### WORK TO BE COMPLETED
Transcribe the listing that follows in full, omitting pictures.

[Point labeling examples]
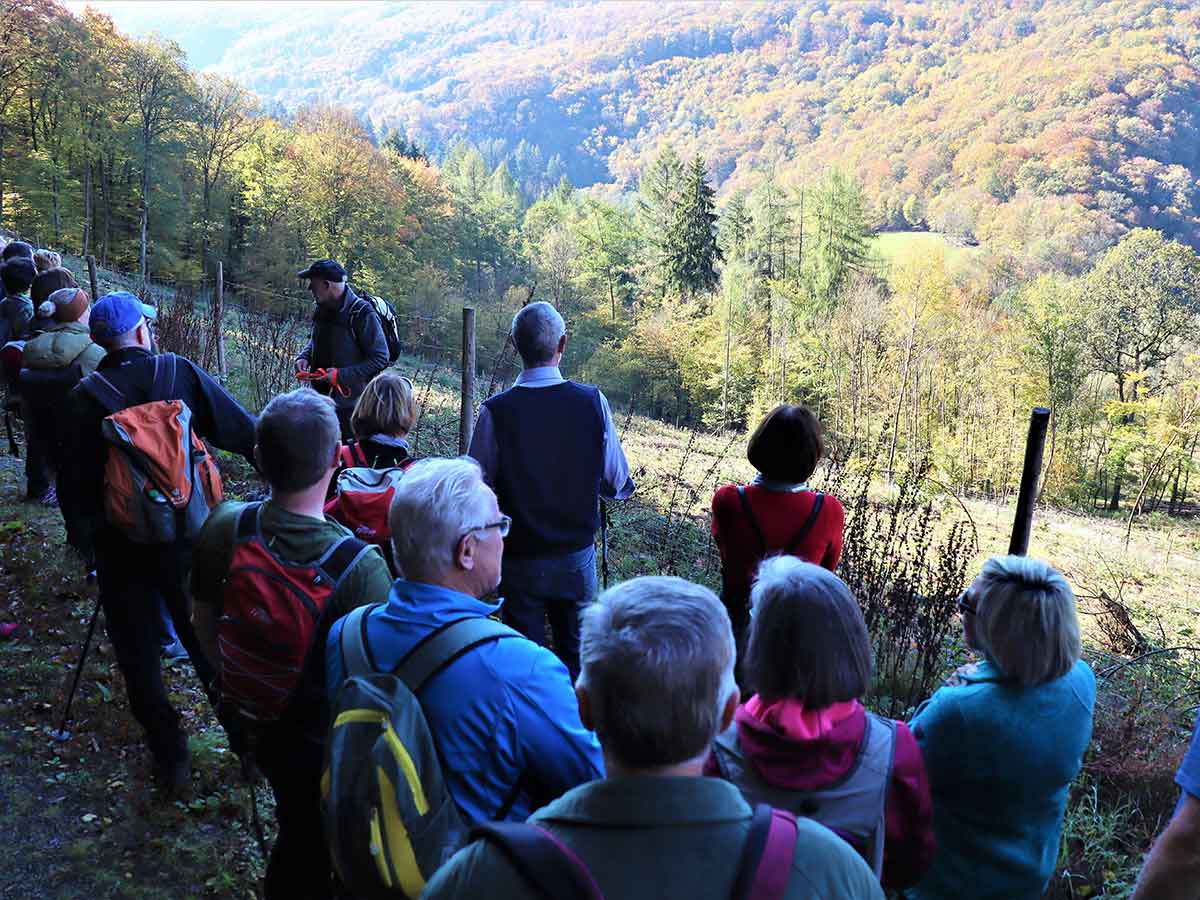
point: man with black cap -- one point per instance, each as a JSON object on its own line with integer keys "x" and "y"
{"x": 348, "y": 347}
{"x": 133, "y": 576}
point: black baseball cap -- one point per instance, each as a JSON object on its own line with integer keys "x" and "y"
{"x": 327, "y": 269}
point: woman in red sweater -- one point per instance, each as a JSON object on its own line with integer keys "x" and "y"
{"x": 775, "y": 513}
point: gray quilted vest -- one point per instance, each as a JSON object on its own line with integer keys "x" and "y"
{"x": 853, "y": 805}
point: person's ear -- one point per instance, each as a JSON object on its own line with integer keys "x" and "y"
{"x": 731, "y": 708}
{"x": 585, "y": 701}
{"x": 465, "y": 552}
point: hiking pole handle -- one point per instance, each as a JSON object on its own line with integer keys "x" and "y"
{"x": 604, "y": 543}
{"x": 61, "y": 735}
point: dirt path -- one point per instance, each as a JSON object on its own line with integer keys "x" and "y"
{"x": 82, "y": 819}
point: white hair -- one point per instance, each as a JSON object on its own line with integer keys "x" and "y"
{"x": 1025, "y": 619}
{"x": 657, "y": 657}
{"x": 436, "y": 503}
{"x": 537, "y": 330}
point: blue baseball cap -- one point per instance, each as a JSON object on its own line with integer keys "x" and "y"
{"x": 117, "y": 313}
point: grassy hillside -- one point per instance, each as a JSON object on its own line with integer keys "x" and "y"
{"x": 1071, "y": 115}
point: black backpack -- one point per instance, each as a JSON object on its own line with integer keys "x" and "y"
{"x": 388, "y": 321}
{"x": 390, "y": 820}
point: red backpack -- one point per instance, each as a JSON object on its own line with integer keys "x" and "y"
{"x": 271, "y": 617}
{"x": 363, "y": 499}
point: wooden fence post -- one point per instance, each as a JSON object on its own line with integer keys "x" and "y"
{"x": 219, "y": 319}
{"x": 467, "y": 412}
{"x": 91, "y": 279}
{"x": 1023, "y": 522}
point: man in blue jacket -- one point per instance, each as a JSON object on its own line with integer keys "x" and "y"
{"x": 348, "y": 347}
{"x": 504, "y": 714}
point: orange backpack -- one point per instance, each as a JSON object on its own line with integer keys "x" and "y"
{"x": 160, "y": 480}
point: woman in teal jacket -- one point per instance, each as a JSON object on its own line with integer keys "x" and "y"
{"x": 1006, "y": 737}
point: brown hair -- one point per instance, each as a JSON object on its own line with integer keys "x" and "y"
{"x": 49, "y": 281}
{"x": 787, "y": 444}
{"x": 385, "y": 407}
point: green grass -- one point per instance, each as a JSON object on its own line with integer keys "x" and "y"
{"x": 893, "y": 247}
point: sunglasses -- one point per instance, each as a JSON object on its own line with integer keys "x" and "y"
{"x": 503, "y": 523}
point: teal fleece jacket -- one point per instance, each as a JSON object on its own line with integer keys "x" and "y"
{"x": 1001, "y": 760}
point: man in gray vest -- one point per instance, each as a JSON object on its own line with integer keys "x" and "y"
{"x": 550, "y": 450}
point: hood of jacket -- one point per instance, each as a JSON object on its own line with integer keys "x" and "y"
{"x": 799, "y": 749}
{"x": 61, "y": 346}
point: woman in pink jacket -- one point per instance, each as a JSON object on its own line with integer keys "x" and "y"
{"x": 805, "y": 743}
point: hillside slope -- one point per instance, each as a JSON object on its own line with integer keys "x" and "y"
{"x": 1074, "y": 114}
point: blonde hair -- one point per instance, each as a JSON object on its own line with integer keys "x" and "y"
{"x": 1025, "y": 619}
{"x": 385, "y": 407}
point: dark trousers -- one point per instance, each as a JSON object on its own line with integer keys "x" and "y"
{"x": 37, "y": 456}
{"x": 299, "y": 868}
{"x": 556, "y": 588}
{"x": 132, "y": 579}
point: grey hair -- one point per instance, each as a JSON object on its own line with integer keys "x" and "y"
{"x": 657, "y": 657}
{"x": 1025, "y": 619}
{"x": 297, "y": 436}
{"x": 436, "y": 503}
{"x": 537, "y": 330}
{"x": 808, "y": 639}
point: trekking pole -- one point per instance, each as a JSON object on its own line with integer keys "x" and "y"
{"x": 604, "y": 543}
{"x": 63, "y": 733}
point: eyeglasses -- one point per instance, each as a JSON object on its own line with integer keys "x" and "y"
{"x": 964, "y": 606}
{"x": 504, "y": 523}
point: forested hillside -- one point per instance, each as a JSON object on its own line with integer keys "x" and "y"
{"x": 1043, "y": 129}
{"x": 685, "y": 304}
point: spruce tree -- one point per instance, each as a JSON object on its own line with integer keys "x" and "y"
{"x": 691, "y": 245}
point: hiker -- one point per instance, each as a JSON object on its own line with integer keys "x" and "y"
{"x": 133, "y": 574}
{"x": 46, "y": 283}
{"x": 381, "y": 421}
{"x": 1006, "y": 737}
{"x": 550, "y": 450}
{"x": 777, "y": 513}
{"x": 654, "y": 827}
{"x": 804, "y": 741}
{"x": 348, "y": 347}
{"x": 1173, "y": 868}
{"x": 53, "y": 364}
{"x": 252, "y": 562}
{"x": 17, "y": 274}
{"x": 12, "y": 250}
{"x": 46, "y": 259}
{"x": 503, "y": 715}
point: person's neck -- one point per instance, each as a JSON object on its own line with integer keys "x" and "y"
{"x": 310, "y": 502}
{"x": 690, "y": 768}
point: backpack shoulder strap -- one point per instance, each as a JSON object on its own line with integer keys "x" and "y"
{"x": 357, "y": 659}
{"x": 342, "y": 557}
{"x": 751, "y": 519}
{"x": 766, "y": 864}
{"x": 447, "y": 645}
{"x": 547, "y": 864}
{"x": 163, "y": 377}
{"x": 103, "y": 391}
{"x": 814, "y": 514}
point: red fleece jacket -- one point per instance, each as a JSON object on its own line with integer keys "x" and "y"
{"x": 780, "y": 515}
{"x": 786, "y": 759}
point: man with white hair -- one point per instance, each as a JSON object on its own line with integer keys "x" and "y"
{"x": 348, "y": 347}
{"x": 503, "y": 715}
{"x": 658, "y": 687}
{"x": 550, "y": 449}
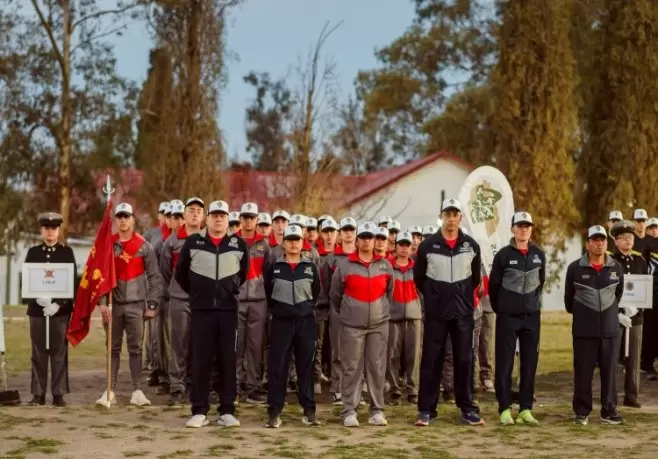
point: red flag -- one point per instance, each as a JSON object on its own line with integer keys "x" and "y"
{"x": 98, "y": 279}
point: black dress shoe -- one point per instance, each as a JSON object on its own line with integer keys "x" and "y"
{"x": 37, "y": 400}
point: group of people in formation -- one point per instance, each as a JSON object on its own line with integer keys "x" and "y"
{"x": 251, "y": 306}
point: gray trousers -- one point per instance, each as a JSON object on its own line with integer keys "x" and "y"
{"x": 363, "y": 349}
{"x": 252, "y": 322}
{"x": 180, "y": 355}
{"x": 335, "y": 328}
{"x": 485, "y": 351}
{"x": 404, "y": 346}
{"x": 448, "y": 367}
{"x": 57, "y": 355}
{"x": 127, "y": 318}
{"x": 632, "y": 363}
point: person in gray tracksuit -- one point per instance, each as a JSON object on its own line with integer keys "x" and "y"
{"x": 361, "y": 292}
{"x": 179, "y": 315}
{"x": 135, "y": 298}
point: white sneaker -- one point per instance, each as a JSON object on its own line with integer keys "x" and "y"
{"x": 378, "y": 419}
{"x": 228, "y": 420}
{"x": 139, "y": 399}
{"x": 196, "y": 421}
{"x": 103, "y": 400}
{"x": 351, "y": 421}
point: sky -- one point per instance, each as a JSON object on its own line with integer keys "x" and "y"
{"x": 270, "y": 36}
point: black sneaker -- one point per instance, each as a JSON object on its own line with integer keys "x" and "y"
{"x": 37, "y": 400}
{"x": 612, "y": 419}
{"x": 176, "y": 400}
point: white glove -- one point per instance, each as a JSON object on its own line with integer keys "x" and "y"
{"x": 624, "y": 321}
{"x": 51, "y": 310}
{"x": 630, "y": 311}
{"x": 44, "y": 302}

### SOLUTION FOR THIS TASK
point: man with black cap -- one point per instance, each as a JSON object on its own line with integer keys "x" and "y"
{"x": 348, "y": 347}
{"x": 133, "y": 576}
point: black baseball cap -- one point per instance, each as a JSON object on its own line with integer keys "x" and "y"
{"x": 327, "y": 269}
point: woman in red sweater -- one point per instance, each as a JSON object on its own line with integer keys "x" and "y"
{"x": 775, "y": 513}
point: gray quilted vest -- one point per instance, each as a JSON object on its own line with integer keys "x" and "y"
{"x": 853, "y": 805}
point: person's ear -- one point per instance, each as a JSON object on its own line with integer keys "x" and "y"
{"x": 731, "y": 708}
{"x": 585, "y": 701}
{"x": 465, "y": 552}
point: hiking pole handle -- one point per instance, each as a JSON object on its own line with integer keys "x" and "y"
{"x": 604, "y": 543}
{"x": 61, "y": 735}
point: dirt path -- one point per instance, each as a JSON object on its own line with integer keys "x" and "y"
{"x": 82, "y": 819}
point: white hair -- one point per instance, each as a JSON object on its own line with integer keys "x" and "y"
{"x": 1025, "y": 619}
{"x": 657, "y": 657}
{"x": 436, "y": 503}
{"x": 537, "y": 330}
point: blue baseball cap -- one point per instance, each as a JSON object on its own line with integer keys "x" and "y"
{"x": 117, "y": 313}
point: grassy hillside -- one point per instance, each as a JSON object on its own line with integer keys "x" and "y"
{"x": 1071, "y": 115}
point: black backpack -- one point per instance, each as a JSON object on its own line with integer keys "x" and "y"
{"x": 388, "y": 321}
{"x": 390, "y": 820}
point: red backpack -- one point per instance, each as a JSON object on its own line with integer keys "x" and "y"
{"x": 271, "y": 617}
{"x": 363, "y": 499}
point: wooden fence post -- one point per instance, each as a JSON object on its own line with integer keys "x" and "y"
{"x": 219, "y": 319}
{"x": 467, "y": 412}
{"x": 91, "y": 279}
{"x": 1023, "y": 522}
point: man in blue jacket -- one point per instance, each as a JSON object on its own line with integer keys "x" and "y"
{"x": 348, "y": 347}
{"x": 504, "y": 714}
point: orange backpack -- one point per instance, each as a JSON object on its own line with integer keys "x" and "y"
{"x": 160, "y": 480}
point: woman in teal jacket -- one point per instance, each as a JSON object on its own line with integer keys "x" and "y"
{"x": 1006, "y": 737}
point: brown hair -- one point per instance, each as a JSON object on its own line with integer keys "x" and "y"
{"x": 49, "y": 281}
{"x": 787, "y": 444}
{"x": 385, "y": 407}
point: green grass -- one point per instance, each as a JSON object on its own line with integer keys "x" and "y"
{"x": 893, "y": 247}
point: sunglasses -- one point per instance, each as a JSON object on its own line with integer keys "x" and "y"
{"x": 503, "y": 523}
point: teal fleece jacket -- one point per instance, each as a JSON object on its own line with integer keys "x" and "y"
{"x": 1001, "y": 760}
point: man in gray vest -- one point per instance, each as a JSON object on its own line with integer keys "x" and "y"
{"x": 550, "y": 450}
point: hood of jacket -- one point per instance, each as a JSON object on its own line with integer keys "x" and "y"
{"x": 799, "y": 749}
{"x": 61, "y": 346}
point: woman in pink jacket -- one point per instance, each as a JSON object on its own line with integer keys "x" and "y"
{"x": 805, "y": 743}
point: hillside slope -- one point per instance, each as a JSON object on its own line with integer keys "x" and "y"
{"x": 1074, "y": 114}
point: blonde hair -- one point per instance, each as a JSON object on its own line with integer keys "x" and "y"
{"x": 1025, "y": 619}
{"x": 385, "y": 407}
point: dark trousers -- one point per instance, each as a JSON object on its own line with integer keys "x" and "y"
{"x": 37, "y": 456}
{"x": 299, "y": 868}
{"x": 556, "y": 588}
{"x": 132, "y": 579}
point: grey hair -- one point per instance, each as a JSON object on its own line with integer keys "x" and "y"
{"x": 657, "y": 657}
{"x": 1025, "y": 619}
{"x": 297, "y": 436}
{"x": 436, "y": 503}
{"x": 537, "y": 330}
{"x": 808, "y": 639}
point: trekking pole -- one point per instance, each as a JSON object on its own line with integer keys "x" and "y"
{"x": 604, "y": 543}
{"x": 63, "y": 733}
point: eyeglasses -- one point per instance, each as a JSON object on its own line with integer keys "x" and "y"
{"x": 964, "y": 606}
{"x": 504, "y": 523}
point: forested hillside -- one point per instance, each as a JSON object on its own line with integer keys "x" and "y"
{"x": 1043, "y": 129}
{"x": 685, "y": 304}
point: spruce tree -- one point per instance, each as a JSON object on its own line with integer keys "x" and "y"
{"x": 691, "y": 245}
point: hiker -- one point per instance, each as a JSON object on its own line with integer keys "x" and "y"
{"x": 133, "y": 574}
{"x": 46, "y": 283}
{"x": 381, "y": 421}
{"x": 1006, "y": 737}
{"x": 550, "y": 450}
{"x": 777, "y": 513}
{"x": 654, "y": 827}
{"x": 804, "y": 741}
{"x": 348, "y": 347}
{"x": 1173, "y": 868}
{"x": 53, "y": 364}
{"x": 252, "y": 562}
{"x": 17, "y": 274}
{"x": 12, "y": 250}
{"x": 46, "y": 259}
{"x": 503, "y": 715}
point: person's neck -- one point per instance, each as a JSON object on its own line with integer keys "x" and "y"
{"x": 310, "y": 502}
{"x": 690, "y": 768}
point: backpack shoulder strap -- one point per instance, each as a JSON object on its own line with integer keys "x" and "y"
{"x": 357, "y": 659}
{"x": 342, "y": 557}
{"x": 751, "y": 519}
{"x": 766, "y": 864}
{"x": 447, "y": 645}
{"x": 547, "y": 864}
{"x": 163, "y": 377}
{"x": 103, "y": 391}
{"x": 814, "y": 514}
point: red fleece jacket -- one point per instance, each as a JSON object on its own line with integer keys "x" and "y"
{"x": 780, "y": 515}
{"x": 786, "y": 759}
point: man with white hair -- one point per instance, each as a JSON object on its own line with integer keys "x" and "y"
{"x": 348, "y": 347}
{"x": 503, "y": 715}
{"x": 658, "y": 687}
{"x": 550, "y": 449}
point: red flag -- one point per instance, each as a JSON object on its own line with integer keys "x" and "y"
{"x": 98, "y": 279}
point: black dress shoe -- one point per instance, each as a JSON object on its own line with integer keys "x" and "y"
{"x": 37, "y": 400}
point: group of people in formation -- one point per instance, each as a JSON object on its own line with integer keys "x" and "y"
{"x": 251, "y": 306}
point: gray trousers -- one point per instance, each as a JSON object on its own line with integer keys "x" and "y"
{"x": 363, "y": 349}
{"x": 252, "y": 322}
{"x": 180, "y": 355}
{"x": 335, "y": 328}
{"x": 485, "y": 351}
{"x": 404, "y": 346}
{"x": 448, "y": 367}
{"x": 57, "y": 355}
{"x": 127, "y": 318}
{"x": 632, "y": 363}
point: person in gray tracksuit -- one point per instance, each as a JSON object on its own line with integer keys "x" and "y"
{"x": 361, "y": 292}
{"x": 179, "y": 315}
{"x": 135, "y": 298}
point: white sneaker -- one point per instance, each as a JSON object on its own line with integer keys "x" and "y"
{"x": 378, "y": 419}
{"x": 228, "y": 420}
{"x": 139, "y": 399}
{"x": 196, "y": 421}
{"x": 103, "y": 400}
{"x": 351, "y": 421}
point: sky -- one point per instance, each as a JSON object on its own line with integer keys "x" and "y"
{"x": 270, "y": 36}
point: black sneaker -- one point per instance, each as a JSON object on its own line with integer keys "x" and "y"
{"x": 37, "y": 400}
{"x": 612, "y": 419}
{"x": 176, "y": 400}
point: white glove -- one point per instance, each as a JSON object on its own line with integer keys "x" and "y"
{"x": 624, "y": 321}
{"x": 51, "y": 310}
{"x": 630, "y": 311}
{"x": 44, "y": 302}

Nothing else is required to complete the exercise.